▶ [Goal of the exercise]
Copy the blog post below on CouchDB, MVCC and replication conflicts word for word, from start to finish.

Monday, 28 September 2015

Couchdb, MVCC and Conflicts while Replicating

Setup

In my last post regarding Multiversion Concurrency Control, we saw what it takes to enter conflicting versions of a document into a single couch instance. You have to be somewhat resourceful.

But the real fun with the couch comes from its distributed nature.
We will see that the rules change a bit when we talk about more than one instance and use replication to synchronize them.

Here's the setup for playing around with MVCC on two couches:

First Pi:

  • hostname: frodo
  • Model: Pi B+ (ARMv6h)
  • OS: Arch Linux ARM
  • Couchdb 1.6.1_4 (taken from Arch Linux ARM Repository)

▶ [Record extracts]
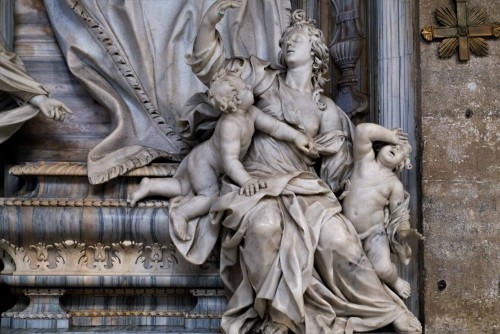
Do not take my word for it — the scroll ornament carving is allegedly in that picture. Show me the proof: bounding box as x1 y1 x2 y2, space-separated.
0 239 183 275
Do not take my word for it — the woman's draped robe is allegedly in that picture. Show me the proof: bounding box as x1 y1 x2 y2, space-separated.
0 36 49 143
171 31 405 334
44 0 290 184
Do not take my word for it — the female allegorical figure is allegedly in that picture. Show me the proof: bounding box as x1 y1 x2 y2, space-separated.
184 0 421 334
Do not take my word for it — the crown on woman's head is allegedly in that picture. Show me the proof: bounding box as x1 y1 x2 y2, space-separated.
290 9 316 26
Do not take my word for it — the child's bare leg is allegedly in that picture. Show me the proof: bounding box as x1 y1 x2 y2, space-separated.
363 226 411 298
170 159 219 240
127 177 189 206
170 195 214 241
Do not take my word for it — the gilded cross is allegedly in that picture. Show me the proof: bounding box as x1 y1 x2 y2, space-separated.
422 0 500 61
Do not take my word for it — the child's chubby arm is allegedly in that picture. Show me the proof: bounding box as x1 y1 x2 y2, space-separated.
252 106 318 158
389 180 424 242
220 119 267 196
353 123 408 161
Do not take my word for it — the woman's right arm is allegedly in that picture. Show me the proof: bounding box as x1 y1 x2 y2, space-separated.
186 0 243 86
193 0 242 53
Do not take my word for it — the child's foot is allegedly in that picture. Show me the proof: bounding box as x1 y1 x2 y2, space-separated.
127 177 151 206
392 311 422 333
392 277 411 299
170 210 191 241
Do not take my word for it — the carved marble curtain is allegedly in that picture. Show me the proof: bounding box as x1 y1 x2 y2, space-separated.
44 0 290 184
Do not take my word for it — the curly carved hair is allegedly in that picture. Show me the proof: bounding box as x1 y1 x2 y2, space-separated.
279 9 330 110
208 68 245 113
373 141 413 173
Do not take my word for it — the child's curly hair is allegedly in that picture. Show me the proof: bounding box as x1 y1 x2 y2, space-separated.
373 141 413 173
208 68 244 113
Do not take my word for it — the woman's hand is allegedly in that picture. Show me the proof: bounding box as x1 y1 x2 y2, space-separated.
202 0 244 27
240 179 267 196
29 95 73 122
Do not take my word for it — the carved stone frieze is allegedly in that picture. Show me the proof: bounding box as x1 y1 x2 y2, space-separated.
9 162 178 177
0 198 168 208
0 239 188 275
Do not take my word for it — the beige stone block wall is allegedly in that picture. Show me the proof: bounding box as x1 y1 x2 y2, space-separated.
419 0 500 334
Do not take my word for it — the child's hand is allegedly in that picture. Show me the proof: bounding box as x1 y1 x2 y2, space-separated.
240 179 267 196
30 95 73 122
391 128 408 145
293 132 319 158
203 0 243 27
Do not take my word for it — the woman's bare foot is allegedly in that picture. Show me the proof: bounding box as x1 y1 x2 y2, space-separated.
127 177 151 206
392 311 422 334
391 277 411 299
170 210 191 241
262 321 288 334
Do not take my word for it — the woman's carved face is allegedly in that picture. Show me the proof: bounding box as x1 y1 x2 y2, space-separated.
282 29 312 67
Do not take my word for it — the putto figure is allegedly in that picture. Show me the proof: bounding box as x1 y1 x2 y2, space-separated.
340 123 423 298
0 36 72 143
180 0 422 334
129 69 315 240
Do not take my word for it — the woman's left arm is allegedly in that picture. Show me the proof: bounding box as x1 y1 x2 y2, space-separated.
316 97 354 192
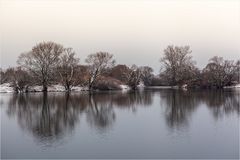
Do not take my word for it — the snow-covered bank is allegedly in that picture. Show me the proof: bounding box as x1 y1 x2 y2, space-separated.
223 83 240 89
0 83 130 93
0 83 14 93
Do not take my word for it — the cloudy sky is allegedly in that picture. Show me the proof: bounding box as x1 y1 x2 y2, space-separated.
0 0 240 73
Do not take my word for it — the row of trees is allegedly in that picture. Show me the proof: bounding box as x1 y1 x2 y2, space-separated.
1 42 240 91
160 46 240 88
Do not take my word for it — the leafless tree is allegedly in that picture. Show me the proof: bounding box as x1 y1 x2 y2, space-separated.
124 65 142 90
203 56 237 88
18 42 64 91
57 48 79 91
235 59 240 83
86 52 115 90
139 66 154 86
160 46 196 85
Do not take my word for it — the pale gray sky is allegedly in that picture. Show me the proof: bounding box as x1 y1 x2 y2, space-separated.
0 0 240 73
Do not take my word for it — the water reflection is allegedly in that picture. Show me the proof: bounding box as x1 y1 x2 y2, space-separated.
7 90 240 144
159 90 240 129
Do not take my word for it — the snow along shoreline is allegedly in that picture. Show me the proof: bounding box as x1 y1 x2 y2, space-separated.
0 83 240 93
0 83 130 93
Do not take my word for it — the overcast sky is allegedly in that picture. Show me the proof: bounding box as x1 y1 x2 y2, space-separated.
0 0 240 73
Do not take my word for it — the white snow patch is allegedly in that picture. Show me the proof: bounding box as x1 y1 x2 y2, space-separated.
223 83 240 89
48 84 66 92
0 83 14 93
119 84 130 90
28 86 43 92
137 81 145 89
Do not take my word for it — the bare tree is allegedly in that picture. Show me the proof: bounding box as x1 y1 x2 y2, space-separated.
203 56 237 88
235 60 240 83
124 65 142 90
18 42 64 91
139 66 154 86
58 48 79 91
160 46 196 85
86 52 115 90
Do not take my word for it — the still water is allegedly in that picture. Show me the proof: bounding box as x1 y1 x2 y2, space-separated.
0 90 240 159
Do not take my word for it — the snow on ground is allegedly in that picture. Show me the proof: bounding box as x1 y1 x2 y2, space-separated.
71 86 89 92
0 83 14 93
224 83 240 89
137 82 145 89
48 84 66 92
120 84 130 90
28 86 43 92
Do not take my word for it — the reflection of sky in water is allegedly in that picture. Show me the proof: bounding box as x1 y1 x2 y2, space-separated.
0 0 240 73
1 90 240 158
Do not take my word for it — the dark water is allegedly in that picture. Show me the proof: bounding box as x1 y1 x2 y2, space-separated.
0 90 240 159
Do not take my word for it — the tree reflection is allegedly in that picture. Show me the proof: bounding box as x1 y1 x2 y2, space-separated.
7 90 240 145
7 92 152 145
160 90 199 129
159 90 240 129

▶ [Output]
Monday, 28 September 2015

Couchdb, MVCC and Conflicts while Replicating

Setup

In my last post regarding Multiversion Concurrency Control, we saw what it takes to enter conflicting versions of a document into a single couch instance. You have to be somewhat resourceful.

But the real fun with the couch comes from its distributed nature.
We will see that the rules change a bit when we talk about more than one instance and use replication to synchronize them.

Here's the setup for playing around with MVCC on two couches:

First Pi:

  • hostname: frodo
  • Model: Pi B+ (ARMv6h)
  • OS: Arch Linux ARM
  • Couchdb 1.6.1_4 (taken from Arch Linux ARM Repository)